■ How to complete this task ■
Copy the data. Keep every character as given.

[Segmentation mask data]
<<<<

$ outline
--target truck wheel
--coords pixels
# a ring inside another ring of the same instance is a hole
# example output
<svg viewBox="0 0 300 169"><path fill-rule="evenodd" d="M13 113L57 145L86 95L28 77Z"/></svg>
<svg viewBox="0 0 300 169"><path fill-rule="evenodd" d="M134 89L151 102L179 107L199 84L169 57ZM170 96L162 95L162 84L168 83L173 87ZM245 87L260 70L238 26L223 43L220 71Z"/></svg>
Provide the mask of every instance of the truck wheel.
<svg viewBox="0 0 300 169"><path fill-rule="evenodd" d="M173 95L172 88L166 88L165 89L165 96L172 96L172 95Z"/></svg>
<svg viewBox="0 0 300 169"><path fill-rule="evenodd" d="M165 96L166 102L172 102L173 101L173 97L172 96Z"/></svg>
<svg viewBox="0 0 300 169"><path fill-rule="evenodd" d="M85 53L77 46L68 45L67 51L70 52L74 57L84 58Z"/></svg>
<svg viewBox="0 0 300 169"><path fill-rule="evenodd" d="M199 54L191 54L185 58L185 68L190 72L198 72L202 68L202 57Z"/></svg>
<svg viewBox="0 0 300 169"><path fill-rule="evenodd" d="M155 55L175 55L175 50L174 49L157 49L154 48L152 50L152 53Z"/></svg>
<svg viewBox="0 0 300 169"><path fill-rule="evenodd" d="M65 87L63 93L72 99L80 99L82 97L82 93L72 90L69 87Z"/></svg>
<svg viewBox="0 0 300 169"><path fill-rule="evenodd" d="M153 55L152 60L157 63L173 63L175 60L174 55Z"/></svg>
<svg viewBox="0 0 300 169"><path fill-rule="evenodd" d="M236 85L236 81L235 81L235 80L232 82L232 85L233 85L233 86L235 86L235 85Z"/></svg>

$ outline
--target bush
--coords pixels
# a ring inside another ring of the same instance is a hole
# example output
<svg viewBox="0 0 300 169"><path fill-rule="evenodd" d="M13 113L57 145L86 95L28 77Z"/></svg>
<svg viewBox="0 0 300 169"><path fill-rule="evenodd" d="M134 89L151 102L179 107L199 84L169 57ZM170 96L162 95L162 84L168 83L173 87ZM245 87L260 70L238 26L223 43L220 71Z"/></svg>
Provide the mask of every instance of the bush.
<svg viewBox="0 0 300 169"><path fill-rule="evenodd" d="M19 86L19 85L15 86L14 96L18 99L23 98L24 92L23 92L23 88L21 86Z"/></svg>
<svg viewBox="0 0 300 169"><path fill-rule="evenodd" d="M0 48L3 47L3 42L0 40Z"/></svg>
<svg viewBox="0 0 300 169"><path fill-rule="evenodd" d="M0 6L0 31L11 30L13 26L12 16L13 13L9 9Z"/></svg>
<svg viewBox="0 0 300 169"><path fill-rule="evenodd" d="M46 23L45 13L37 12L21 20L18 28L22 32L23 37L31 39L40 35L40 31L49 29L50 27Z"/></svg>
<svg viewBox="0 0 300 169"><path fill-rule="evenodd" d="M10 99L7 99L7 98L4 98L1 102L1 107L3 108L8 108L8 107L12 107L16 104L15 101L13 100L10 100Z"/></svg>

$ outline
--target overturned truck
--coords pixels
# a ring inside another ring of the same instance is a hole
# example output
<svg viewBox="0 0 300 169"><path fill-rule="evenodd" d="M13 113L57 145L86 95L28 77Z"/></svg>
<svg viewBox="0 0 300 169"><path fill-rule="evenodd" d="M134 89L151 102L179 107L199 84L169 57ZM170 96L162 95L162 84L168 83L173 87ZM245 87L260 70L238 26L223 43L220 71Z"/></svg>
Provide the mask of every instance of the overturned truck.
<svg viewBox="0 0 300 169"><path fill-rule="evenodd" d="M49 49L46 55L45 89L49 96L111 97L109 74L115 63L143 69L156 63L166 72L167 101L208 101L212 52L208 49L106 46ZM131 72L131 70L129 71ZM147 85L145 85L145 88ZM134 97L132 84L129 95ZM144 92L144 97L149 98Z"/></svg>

>>>>

■ Expected answer ■
$ outline
--target truck wheel
--coords pixels
# a ring inside another ring of the same instance is a hole
# example output
<svg viewBox="0 0 300 169"><path fill-rule="evenodd" d="M13 113L57 145L86 95L28 77Z"/></svg>
<svg viewBox="0 0 300 169"><path fill-rule="evenodd" d="M134 89L151 102L179 107L199 84L169 57ZM170 96L162 95L162 84L168 83L173 87ZM245 87L260 70L238 26L223 43L220 71Z"/></svg>
Provide the mask of every instance of the truck wheel.
<svg viewBox="0 0 300 169"><path fill-rule="evenodd" d="M173 95L172 88L166 88L165 89L165 96L172 96L172 95Z"/></svg>
<svg viewBox="0 0 300 169"><path fill-rule="evenodd" d="M165 96L166 102L172 102L173 101L173 97L172 96Z"/></svg>
<svg viewBox="0 0 300 169"><path fill-rule="evenodd" d="M85 53L77 46L68 45L67 51L70 52L74 57L84 58Z"/></svg>
<svg viewBox="0 0 300 169"><path fill-rule="evenodd" d="M199 54L191 54L185 58L185 68L190 72L198 72L202 68L202 57Z"/></svg>
<svg viewBox="0 0 300 169"><path fill-rule="evenodd" d="M155 55L175 55L175 50L174 49L157 49L154 48L152 50L152 53Z"/></svg>
<svg viewBox="0 0 300 169"><path fill-rule="evenodd" d="M65 87L63 93L72 99L80 99L82 97L82 93L72 90L69 87Z"/></svg>
<svg viewBox="0 0 300 169"><path fill-rule="evenodd" d="M153 55L152 60L157 63L173 63L175 60L174 55Z"/></svg>
<svg viewBox="0 0 300 169"><path fill-rule="evenodd" d="M236 85L236 81L235 81L235 80L232 82L232 85L233 85L233 86L235 86L235 85Z"/></svg>

$ outline
--target bush
--coords pixels
# a ring inside another ring of the same instance is a hole
# example output
<svg viewBox="0 0 300 169"><path fill-rule="evenodd" d="M13 113L57 145L86 95L28 77Z"/></svg>
<svg viewBox="0 0 300 169"><path fill-rule="evenodd" d="M134 89L151 102L179 107L199 84L169 57ZM170 96L162 95L162 84L168 83L173 87ZM245 87L260 70L238 26L223 43L220 71Z"/></svg>
Provide the mask of every instance of the bush.
<svg viewBox="0 0 300 169"><path fill-rule="evenodd" d="M19 86L19 85L15 86L14 96L18 99L23 98L24 92L23 92L23 88L21 86Z"/></svg>
<svg viewBox="0 0 300 169"><path fill-rule="evenodd" d="M0 48L3 47L3 42L0 40Z"/></svg>
<svg viewBox="0 0 300 169"><path fill-rule="evenodd" d="M0 6L0 31L11 30L13 26L12 16L13 13L9 9Z"/></svg>
<svg viewBox="0 0 300 169"><path fill-rule="evenodd" d="M46 23L45 13L37 12L21 20L18 28L22 32L23 37L31 39L40 35L40 31L49 29L50 27Z"/></svg>
<svg viewBox="0 0 300 169"><path fill-rule="evenodd" d="M10 99L7 99L7 98L4 98L1 102L1 107L3 108L8 108L8 107L12 107L16 104L15 101L13 100L10 100Z"/></svg>

$ outline
--target overturned truck
--coords pixels
# a ring inside another ring of the same instance is a hole
# example output
<svg viewBox="0 0 300 169"><path fill-rule="evenodd" d="M13 113L57 145L86 95L28 77Z"/></svg>
<svg viewBox="0 0 300 169"><path fill-rule="evenodd" d="M134 89L151 102L179 107L199 84L169 57ZM170 96L162 95L162 84L168 83L173 87ZM245 87L260 70L238 26L223 43L220 71Z"/></svg>
Provide the mask of every instance of the overturned truck.
<svg viewBox="0 0 300 169"><path fill-rule="evenodd" d="M49 49L46 55L45 89L49 96L111 97L109 74L115 63L143 69L156 63L166 72L167 101L208 101L212 52L208 49L106 46ZM131 72L131 70L129 71ZM147 85L145 85L145 88ZM134 97L132 84L129 95ZM144 92L144 97L149 98Z"/></svg>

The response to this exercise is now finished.